(Input material)

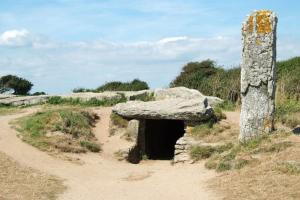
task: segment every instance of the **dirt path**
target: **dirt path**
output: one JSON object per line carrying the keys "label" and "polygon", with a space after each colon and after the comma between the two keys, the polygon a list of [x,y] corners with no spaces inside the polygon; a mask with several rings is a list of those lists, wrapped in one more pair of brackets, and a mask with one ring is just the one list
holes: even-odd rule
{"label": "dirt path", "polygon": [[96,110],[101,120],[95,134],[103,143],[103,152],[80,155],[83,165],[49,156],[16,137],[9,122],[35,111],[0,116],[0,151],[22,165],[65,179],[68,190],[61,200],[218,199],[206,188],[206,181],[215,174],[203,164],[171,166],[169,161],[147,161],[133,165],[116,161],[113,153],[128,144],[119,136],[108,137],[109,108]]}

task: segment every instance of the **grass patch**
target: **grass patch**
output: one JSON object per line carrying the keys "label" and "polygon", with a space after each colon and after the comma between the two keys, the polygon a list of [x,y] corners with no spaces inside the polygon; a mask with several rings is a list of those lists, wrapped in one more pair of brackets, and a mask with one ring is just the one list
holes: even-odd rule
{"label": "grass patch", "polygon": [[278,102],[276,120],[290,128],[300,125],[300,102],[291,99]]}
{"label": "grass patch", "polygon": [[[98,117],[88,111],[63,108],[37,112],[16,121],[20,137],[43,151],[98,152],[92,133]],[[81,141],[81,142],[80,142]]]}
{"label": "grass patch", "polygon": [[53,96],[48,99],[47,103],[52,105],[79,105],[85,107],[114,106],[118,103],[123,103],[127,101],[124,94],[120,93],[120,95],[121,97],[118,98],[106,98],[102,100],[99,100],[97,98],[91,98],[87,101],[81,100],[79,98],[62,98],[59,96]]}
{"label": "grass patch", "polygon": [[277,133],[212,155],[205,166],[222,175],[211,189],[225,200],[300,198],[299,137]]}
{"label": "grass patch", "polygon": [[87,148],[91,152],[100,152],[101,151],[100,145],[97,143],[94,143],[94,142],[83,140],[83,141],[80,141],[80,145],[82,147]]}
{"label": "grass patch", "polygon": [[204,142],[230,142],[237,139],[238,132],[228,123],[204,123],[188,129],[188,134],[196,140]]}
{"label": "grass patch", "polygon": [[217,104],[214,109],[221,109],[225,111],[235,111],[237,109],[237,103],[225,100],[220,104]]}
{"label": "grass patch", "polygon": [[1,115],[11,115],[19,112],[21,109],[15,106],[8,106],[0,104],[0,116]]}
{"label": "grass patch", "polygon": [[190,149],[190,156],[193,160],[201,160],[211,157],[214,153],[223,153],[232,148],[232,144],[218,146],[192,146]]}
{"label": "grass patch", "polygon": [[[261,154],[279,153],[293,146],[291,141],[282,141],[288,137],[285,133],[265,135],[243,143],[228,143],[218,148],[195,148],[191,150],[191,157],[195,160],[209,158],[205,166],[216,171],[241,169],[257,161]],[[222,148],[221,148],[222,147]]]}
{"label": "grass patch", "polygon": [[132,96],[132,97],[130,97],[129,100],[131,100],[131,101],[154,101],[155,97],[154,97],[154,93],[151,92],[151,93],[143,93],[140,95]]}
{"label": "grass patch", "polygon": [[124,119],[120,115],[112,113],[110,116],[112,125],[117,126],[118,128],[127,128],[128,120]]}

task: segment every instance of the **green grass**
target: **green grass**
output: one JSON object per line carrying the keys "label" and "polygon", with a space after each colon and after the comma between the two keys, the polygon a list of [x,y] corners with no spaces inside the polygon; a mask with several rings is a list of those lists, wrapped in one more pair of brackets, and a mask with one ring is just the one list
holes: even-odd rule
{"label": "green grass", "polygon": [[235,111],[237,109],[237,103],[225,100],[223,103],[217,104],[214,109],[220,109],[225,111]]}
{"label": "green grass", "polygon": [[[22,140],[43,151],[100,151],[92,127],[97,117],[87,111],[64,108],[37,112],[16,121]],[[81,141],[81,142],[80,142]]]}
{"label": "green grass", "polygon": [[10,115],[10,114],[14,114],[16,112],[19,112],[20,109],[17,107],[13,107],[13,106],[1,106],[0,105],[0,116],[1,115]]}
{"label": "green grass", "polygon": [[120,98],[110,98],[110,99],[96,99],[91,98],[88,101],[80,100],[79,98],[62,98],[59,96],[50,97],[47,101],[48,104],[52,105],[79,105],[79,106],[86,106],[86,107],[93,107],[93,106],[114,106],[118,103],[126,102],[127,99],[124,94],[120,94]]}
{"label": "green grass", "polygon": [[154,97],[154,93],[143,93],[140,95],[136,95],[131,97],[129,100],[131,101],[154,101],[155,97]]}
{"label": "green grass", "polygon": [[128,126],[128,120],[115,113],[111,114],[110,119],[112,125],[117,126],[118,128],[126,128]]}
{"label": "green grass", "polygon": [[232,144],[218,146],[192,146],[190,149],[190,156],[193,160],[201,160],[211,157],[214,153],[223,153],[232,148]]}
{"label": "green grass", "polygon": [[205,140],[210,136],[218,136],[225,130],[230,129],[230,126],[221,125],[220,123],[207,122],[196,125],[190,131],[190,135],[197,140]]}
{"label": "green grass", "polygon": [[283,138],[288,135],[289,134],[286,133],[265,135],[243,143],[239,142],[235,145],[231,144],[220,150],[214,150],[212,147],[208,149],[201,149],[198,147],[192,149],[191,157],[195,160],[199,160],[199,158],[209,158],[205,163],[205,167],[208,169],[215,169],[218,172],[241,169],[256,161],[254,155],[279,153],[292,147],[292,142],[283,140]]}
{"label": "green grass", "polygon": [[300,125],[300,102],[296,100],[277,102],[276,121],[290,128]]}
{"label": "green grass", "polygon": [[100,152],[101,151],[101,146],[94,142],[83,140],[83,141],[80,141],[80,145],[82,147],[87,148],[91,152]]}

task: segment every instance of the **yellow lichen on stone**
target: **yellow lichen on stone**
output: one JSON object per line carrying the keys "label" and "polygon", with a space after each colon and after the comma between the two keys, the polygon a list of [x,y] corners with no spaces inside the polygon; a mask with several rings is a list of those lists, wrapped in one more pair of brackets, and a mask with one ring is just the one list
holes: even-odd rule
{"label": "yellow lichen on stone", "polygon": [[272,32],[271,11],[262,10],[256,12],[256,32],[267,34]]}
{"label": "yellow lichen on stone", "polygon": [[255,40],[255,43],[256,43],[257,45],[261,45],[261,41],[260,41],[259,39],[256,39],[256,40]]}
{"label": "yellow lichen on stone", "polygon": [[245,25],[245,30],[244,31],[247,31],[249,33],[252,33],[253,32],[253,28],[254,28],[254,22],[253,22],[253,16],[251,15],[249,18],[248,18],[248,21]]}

(End Input material)

Exercise: The entries above need to be printed again exactly; please exclude all pictures.

Final answer:
task: segment every instance of the **dirt path**
target: **dirt path**
output: one JSON object per line carrying the keys "label" and "polygon", with a space after each colon and after the comma between the two keys, the polygon a list of [x,y] corners with no spaces inside the polygon; a mask with several rings is a list of those lists, wrapped in one more pair of brackets, and a mask with one ring is just the one list
holes: even-odd rule
{"label": "dirt path", "polygon": [[96,110],[101,120],[95,134],[103,143],[103,152],[80,155],[83,165],[49,156],[16,137],[9,122],[35,111],[0,116],[0,151],[22,165],[65,179],[68,190],[61,200],[218,199],[206,188],[206,181],[215,174],[203,164],[171,166],[169,161],[147,161],[133,165],[116,161],[113,153],[128,144],[119,136],[108,137],[109,108]]}

task: segment every instance of the **grass patch**
target: **grass patch**
output: one JSON object per line carrying the keys "label" and "polygon", with a space after each colon and after the comma between the two keys, the polygon a list of [x,y] corners with no spaces inside the polygon; a mask with several rings is a list of those lists, wrapped in one more pair of brackets, and a mask with one ring is just the one list
holes: even-odd rule
{"label": "grass patch", "polygon": [[278,102],[276,120],[290,128],[300,125],[300,102],[291,99]]}
{"label": "grass patch", "polygon": [[[98,117],[88,111],[63,108],[37,112],[16,121],[20,137],[43,151],[98,152],[92,133]],[[81,141],[81,142],[80,142]]]}
{"label": "grass patch", "polygon": [[53,96],[48,99],[47,103],[52,105],[79,105],[85,107],[114,106],[118,103],[123,103],[127,101],[124,94],[120,93],[120,95],[121,97],[118,98],[106,98],[102,100],[99,100],[97,98],[91,98],[87,101],[81,100],[79,98],[62,98],[59,96]]}
{"label": "grass patch", "polygon": [[277,133],[212,155],[205,166],[222,175],[211,189],[225,200],[300,198],[299,137]]}
{"label": "grass patch", "polygon": [[87,148],[91,152],[100,152],[101,151],[100,145],[97,143],[94,143],[94,142],[83,140],[83,141],[80,141],[80,145],[82,147]]}
{"label": "grass patch", "polygon": [[204,142],[230,142],[237,139],[238,132],[228,123],[204,123],[188,129],[188,134],[196,140]]}
{"label": "grass patch", "polygon": [[217,104],[214,109],[221,109],[225,111],[235,111],[237,109],[237,103],[225,100],[220,104]]}
{"label": "grass patch", "polygon": [[1,115],[11,115],[19,112],[21,109],[15,106],[8,106],[0,104],[0,116]]}
{"label": "grass patch", "polygon": [[190,149],[190,156],[193,160],[201,160],[211,157],[214,153],[223,153],[232,148],[232,144],[218,146],[192,146]]}
{"label": "grass patch", "polygon": [[[261,154],[279,153],[293,146],[291,141],[282,141],[288,137],[285,133],[265,135],[243,143],[228,143],[218,148],[195,148],[191,150],[191,157],[195,160],[209,158],[205,166],[216,171],[241,169],[257,161]],[[222,148],[221,148],[222,147]]]}
{"label": "grass patch", "polygon": [[132,96],[132,97],[130,97],[129,100],[131,100],[131,101],[154,101],[155,97],[154,97],[154,93],[151,92],[151,93],[143,93],[140,95]]}
{"label": "grass patch", "polygon": [[124,119],[120,115],[112,113],[110,116],[112,125],[117,126],[118,128],[127,128],[128,120]]}

task: segment every instance of the **green grass**
target: **green grass**
output: one JSON object per line carrying the keys "label" and "polygon", with a space after each colon and after the comma between the two keys, the polygon a list of [x,y] corners with no spaces inside the polygon; a mask with several rings is a list of those lists, wrapped in one more pair of brackets, and a mask with one ring is just the one list
holes: even-odd rule
{"label": "green grass", "polygon": [[235,111],[237,109],[237,103],[225,100],[223,103],[217,104],[214,109],[220,109],[225,111]]}
{"label": "green grass", "polygon": [[[22,140],[43,151],[100,151],[92,127],[97,117],[87,111],[64,108],[37,112],[16,121]],[[81,141],[81,142],[80,142]]]}
{"label": "green grass", "polygon": [[10,115],[10,114],[14,114],[16,112],[19,112],[20,109],[17,107],[13,107],[13,106],[1,106],[0,105],[0,116],[1,115]]}
{"label": "green grass", "polygon": [[120,98],[110,98],[110,99],[96,99],[91,98],[88,101],[80,100],[79,98],[62,98],[59,96],[50,97],[47,101],[48,104],[52,105],[79,105],[79,106],[86,106],[86,107],[93,107],[93,106],[114,106],[118,103],[126,102],[127,99],[124,94],[120,94]]}
{"label": "green grass", "polygon": [[154,97],[154,93],[143,93],[140,95],[136,95],[131,97],[129,100],[131,101],[154,101],[155,97]]}
{"label": "green grass", "polygon": [[128,126],[128,120],[115,113],[111,114],[110,119],[112,125],[117,126],[118,128],[126,128]]}
{"label": "green grass", "polygon": [[232,144],[218,146],[192,146],[190,149],[190,156],[193,160],[201,160],[211,157],[214,153],[223,153],[232,148]]}
{"label": "green grass", "polygon": [[205,140],[210,136],[218,136],[225,130],[230,129],[230,126],[221,125],[220,123],[207,122],[196,125],[190,131],[190,135],[197,140]]}
{"label": "green grass", "polygon": [[283,138],[288,135],[289,134],[286,133],[265,135],[243,143],[239,142],[235,145],[231,144],[220,150],[214,150],[212,147],[208,149],[201,149],[198,147],[192,149],[191,157],[195,160],[199,160],[199,158],[209,158],[205,163],[205,167],[208,169],[215,169],[218,172],[241,169],[256,161],[254,155],[279,153],[292,147],[292,142],[283,140]]}
{"label": "green grass", "polygon": [[300,125],[300,102],[296,100],[277,102],[276,121],[290,128]]}
{"label": "green grass", "polygon": [[100,152],[101,151],[101,146],[94,142],[83,140],[83,141],[80,141],[80,145],[82,147],[87,148],[91,152]]}

task: segment every instance of the **yellow lichen on stone**
target: **yellow lichen on stone**
output: one JSON object per line carrying the keys "label" and "polygon", with a space after each colon and after the comma between the two keys, the polygon a list of [x,y] corners with no spaces inside the polygon; a mask with several rings is a list of those lists, wrapped in one more pair of brackets, and a mask with one ring is just the one list
holes: even-odd rule
{"label": "yellow lichen on stone", "polygon": [[272,32],[271,11],[262,10],[256,12],[256,32],[267,34]]}
{"label": "yellow lichen on stone", "polygon": [[255,40],[255,43],[256,43],[257,45],[261,45],[261,41],[260,41],[259,39],[256,39],[256,40]]}
{"label": "yellow lichen on stone", "polygon": [[245,25],[245,30],[244,31],[247,31],[249,33],[252,33],[253,32],[253,28],[254,28],[254,22],[253,22],[253,16],[251,15],[249,18],[248,18],[248,21]]}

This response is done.